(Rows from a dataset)

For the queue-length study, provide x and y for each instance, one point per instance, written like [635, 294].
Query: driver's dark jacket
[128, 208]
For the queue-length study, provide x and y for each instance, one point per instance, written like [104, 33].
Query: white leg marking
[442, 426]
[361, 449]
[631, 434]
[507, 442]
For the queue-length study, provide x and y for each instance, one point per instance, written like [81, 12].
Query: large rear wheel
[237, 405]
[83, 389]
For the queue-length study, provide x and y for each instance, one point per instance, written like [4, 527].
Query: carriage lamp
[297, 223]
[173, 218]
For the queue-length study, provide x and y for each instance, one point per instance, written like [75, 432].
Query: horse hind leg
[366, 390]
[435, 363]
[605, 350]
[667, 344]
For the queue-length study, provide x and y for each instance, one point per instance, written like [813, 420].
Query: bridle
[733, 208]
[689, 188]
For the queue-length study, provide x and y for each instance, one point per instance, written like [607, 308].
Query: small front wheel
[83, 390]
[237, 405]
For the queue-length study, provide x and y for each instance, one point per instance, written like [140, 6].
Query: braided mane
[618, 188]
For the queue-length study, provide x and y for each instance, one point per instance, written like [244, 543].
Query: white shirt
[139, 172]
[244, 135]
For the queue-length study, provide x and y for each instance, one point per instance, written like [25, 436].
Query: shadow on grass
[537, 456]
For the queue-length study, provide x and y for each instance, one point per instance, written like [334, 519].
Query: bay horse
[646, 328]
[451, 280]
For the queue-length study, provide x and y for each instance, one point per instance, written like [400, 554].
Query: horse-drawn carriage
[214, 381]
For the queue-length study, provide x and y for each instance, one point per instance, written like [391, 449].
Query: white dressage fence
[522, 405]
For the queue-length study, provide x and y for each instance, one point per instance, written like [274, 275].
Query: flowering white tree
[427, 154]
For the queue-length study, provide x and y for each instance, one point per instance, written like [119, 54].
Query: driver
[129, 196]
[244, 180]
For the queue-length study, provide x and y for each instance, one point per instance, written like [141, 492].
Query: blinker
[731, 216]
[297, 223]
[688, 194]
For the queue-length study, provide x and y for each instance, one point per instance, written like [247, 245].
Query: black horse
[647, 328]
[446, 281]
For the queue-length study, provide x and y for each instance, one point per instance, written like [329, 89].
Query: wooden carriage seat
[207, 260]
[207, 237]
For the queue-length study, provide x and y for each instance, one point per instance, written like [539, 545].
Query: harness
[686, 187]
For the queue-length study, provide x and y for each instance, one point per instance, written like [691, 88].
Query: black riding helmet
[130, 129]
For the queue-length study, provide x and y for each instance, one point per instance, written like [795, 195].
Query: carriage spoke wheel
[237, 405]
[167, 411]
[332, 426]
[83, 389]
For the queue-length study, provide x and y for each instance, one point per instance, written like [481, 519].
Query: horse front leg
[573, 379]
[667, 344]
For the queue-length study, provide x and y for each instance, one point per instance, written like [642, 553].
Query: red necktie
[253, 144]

- WHAT YOU NEED TO DO
The listing above should be transcribed in full, exactly as written.

- FULL SOLUTION
For the queue-length study, provide x and y for each instance, one point per instance, written like [635, 294].
Query: driver's dark jacket
[128, 208]
For the queue-length study, provide x and y for each instance, one point per instance, written like [104, 33].
Query: white leg marking
[442, 426]
[361, 449]
[631, 434]
[507, 442]
For the queue-length study, provide x and y for each instance, one point per instance, written like [81, 12].
Query: large rear wheel
[237, 405]
[83, 389]
For the queue-length study, provide x and y for each instance, one point per instance, written like [4, 527].
Query: carriage lamp
[297, 223]
[173, 218]
For the queue-length study, provide x and y for each instance, one point per instance, written like [75, 432].
Query: horse hind leg
[366, 390]
[435, 363]
[605, 350]
[667, 344]
For the queue-length study, provide x and y for each instance, one point per instance, written like [813, 420].
Query: bridle
[733, 208]
[689, 188]
For the queue-length study, provide x and y for each instance, one point per instance, written like [607, 308].
Query: small front wheel
[83, 390]
[237, 405]
For the queue-length study, provide x and y for each instance, one point per instance, written like [140, 6].
Query: braided mane
[618, 188]
For the queue-length study, provide x and y for each instance, one point per instance, written like [244, 543].
Query: white shirt
[139, 172]
[244, 135]
For the queue-length study, provide x and y for each instance, one point per instance, written like [25, 436].
Query: shadow on grass
[537, 456]
For the queue-length study, provide x and y for each instance, one point per instance, written like [334, 519].
Query: bay horse
[646, 328]
[451, 280]
For the queue-length study, provide x and y for each instance, one point per instance, written like [400, 554].
Query: horse-drawn carriage
[214, 381]
For the queue-length study, provide x and y for each instance, one point per instance, written like [391, 449].
Query: white dressage fence
[522, 405]
For the queue-length study, provide x and y for each instance, one point per instance, written like [274, 275].
Query: flowering white tree
[427, 154]
For the queue-length study, provide x and y for each instance, one point per instance, written like [119, 54].
Query: driver
[129, 196]
[244, 180]
For the queue-length study, provide x and y for each instance, one point per instance, written like [141, 492].
Query: blinker
[731, 216]
[297, 223]
[688, 194]
For the queue-length study, provide x and y for each instance, one point per instance, written like [247, 245].
Query: black horse
[647, 328]
[446, 281]
For the queue-length study, provide x and y for each instance, one point per instance, written like [329, 89].
Query: wooden carriage seat
[207, 260]
[207, 237]
For the queue-length study, provide x and y for each instance, one point per instance, written like [539, 545].
Query: harness
[686, 187]
For the queue-length study, provide x and y for each instance, one point per instance, written like [691, 88].
Query: black riding helmet
[130, 129]
For the queue-length study, provide x and y for each instance, one point per instance, written like [795, 195].
Query: carriage spoke wheel
[237, 405]
[167, 411]
[332, 426]
[83, 389]
For the queue-length study, provide x and y for each instance, one point per instance, written like [481, 519].
Query: horse front leg
[573, 379]
[667, 344]
For the queue-length study, provide x and y for each instance, one point per instance, written like [642, 553].
Query: red necktie
[253, 144]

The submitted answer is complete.